[Dataset excerpts]
-----
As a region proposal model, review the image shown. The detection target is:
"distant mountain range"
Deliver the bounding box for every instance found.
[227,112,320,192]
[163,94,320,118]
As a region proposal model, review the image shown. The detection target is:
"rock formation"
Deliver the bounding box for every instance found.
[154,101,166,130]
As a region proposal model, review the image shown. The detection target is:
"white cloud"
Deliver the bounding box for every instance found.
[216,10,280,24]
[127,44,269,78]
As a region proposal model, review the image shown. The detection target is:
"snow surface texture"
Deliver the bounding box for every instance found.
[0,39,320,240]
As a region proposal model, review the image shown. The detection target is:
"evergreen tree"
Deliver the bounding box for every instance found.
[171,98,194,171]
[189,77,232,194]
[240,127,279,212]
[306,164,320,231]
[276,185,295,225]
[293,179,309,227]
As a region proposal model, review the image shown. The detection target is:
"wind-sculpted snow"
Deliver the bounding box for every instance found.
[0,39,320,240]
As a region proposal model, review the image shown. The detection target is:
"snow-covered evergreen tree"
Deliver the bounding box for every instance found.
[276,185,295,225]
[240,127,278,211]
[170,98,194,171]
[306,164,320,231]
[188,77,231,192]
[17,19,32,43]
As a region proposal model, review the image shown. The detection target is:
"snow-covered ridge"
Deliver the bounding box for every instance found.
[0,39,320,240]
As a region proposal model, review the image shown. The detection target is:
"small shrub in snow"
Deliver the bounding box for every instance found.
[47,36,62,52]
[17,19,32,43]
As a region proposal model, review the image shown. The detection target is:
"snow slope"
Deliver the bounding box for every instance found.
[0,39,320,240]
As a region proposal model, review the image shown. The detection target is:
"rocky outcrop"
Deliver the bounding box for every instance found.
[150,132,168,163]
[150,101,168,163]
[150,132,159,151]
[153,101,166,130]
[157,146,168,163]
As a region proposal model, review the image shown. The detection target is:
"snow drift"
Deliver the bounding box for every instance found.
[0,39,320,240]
-----
[To do] Retype the whole listing above, line for line, with no changes.

[Answer to this problem]
As a region proposal model, review the image shown. The detection target is:
"distant mountain range"
Deliver the bounding box for every instance found.
[227,112,320,192]
[163,94,320,118]
As a region proposal model, review the image shown. The detection target is:
"rock formation"
Deliver the bounding box for every instance found.
[154,101,166,130]
As a region proposal model, review the image shown. The detection target is:
"white cloud"
Deliver the bounding box for every instance found.
[216,10,280,24]
[127,44,269,78]
As a region proposal model, review the image shown. The detection target is:
"snow surface texture"
Deliver the bounding box for every instance found.
[0,39,320,240]
As a region proposal model, review the image shown. The detection target is:
"evergreen tree"
Deliver the bounding box for every instance found.
[171,98,194,171]
[189,77,232,194]
[240,127,279,212]
[306,164,320,231]
[276,185,295,225]
[293,179,309,227]
As a region proposal model, review the image shown. The detection target is:
"wind-sculpted snow"
Deliver the bounding box for every instance found.
[0,39,320,240]
As a region proposal model, review the image shown. The detection target is:
"snow-covered evergreen tree"
Deliver the bounding box for every instance found.
[276,185,295,225]
[240,127,278,211]
[170,98,194,171]
[306,164,320,231]
[188,77,231,192]
[17,19,32,43]
As a region proposal model, review the image shown. The detection target is:
"snow-covered ridge"
Deliver the bounding box for every instance found.
[0,39,320,240]
As a region proposal model, review the image shown. The detection target is:
"small shrub in snow"
Deliver the bounding box for every instance found.
[47,36,62,52]
[17,19,32,43]
As a region proposal model, review the image shown. The detection target is:
"snow slope"
Deliver the bounding box for every instance found.
[0,39,320,240]
As a region proposal model, review the image shown. The detection target is:
"rocky outcrop"
Deliver the bounding box for every instance found.
[150,132,168,163]
[150,101,168,163]
[150,132,159,151]
[153,101,166,130]
[157,146,168,163]
As a region proposal model, review the image shown. The detection target is:
"snow drift"
Deliver the bounding box for every instance found.
[0,39,320,240]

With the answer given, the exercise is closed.